# Zucchini, that time of the year again!!



## larry_stewart (Jun 21, 2010)

I know this thread pops up annually about this time of the year.  With my 6 zucchini plants beginning to flower, I just want to get myself prepared for the endless amount of zucchini's Ill be dealt with.  I dont necessarily want to rehash all the previous threads about zucchinis, But I guess what Im asking is if anyone has come up with any new ideas, recipes, uses for zucchinis since last year.  Im sure ill be making soups, zucchini bread, quiche, zucchini parmesan hero's, stuffed zucchinis .....  Just looking for a few new ideas.

larry


----------



## DaveSoMD (Jun 21, 2010)

Send me some. Mine all got powdery mildew already and are dying. I'm going to try some new plants in another part of the garden.


----------



## Wyogal (Jun 21, 2010)

Make zucchini chips, dehydrated kind, not the fried appetizer type.


----------



## larry_stewart (Jun 21, 2010)

My plants look healthy so far, havnt got the mildew yet.  its been kinda dry up here, just struggling to keep everything adequately watered,


----------



## Chef Munky (Jun 21, 2010)

Do you have a dehydrator? I sliced some zucchini's up last summer and made chips with them. You can spice them up anyway you like. Italian, hot & spicy flavors were pretty good. Easy to do. 
Clean, take off the skin. They are a little tough if left on. Slice, spice up and dry until they are crisp. Mine took about 4 hours if that to dry. Great chips for ranch or sour cream type dips. I kept them stored in mason jars.

Munky.


----------



## kadesma (Jun 21, 2010)

Wyogal said:


> Make zucchini chips, dehydrated kind, not the fried appetizer type.


I've never had the zuchini chips. How is it done? It sounds great and I think the kids would like it.
kades


----------



## Wyogal (Jun 21, 2010)

read what Chef Munky wrote...


----------



## kadesma (Jun 21, 2010)

Wyogal said:


> read what Chef Munky wrote...


Thanks an going to give them a try.
kades


----------



## merstar (Jun 21, 2010)

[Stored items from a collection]
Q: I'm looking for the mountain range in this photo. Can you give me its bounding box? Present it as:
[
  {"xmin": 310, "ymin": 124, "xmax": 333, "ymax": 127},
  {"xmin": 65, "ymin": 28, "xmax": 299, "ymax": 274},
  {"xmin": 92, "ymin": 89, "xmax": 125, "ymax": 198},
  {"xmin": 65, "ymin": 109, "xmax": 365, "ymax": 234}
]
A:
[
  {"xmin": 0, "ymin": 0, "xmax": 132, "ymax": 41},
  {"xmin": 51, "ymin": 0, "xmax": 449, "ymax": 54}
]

TASK STATEMENT: Continue the zucchini forum thread from the point where it stops.

OUTPUT OF THE EXERCISE:
From my to-try list:

ZUCCHINI AND FRESH HERBS FRITTERS
notes from my food diary :: Zucchini and fresh herb fritters :: September :: 2009

ZUCCHINI AND SUMMER SQUASH GRATIN WITH PARMESAN AND FRESH THYME
Zucchini & Summer Squash Gratin with Parmesan & Fresh Thyme - Fine Cooking Recipes, Techniques and Tips

BAKED ZUCCHINI STICKS 
For the love of cooking: Baked Zucchini Sticks

ZUCCHINI, TOMATO, AND BASIL COUSCOUS SALAD
What Did You Eat?: WHB: Zucchini, Tomato, And Basil Couscous Salad

ZUCCHINI GAZPACHO
Je Mange la Ville » It's Hot Again: Time for Zucchini Gazpacho (and a Dinner Out)

GRILLED ZUCCHINI WITH GARLIC AND LEMON BUTTER BASTE
http://www.epicurious.com/recipes/f...ini-with-Garlic-and-Lemon-Butter-Baste-235356


----------



## Janet H (Jun 22, 2010)

No recipe but how about some zucchini haiku?

Zucchini sleeps not
Divides, spreads and covers the land
Squashes veggie joy


----------



## kadesma (Jun 22, 2010)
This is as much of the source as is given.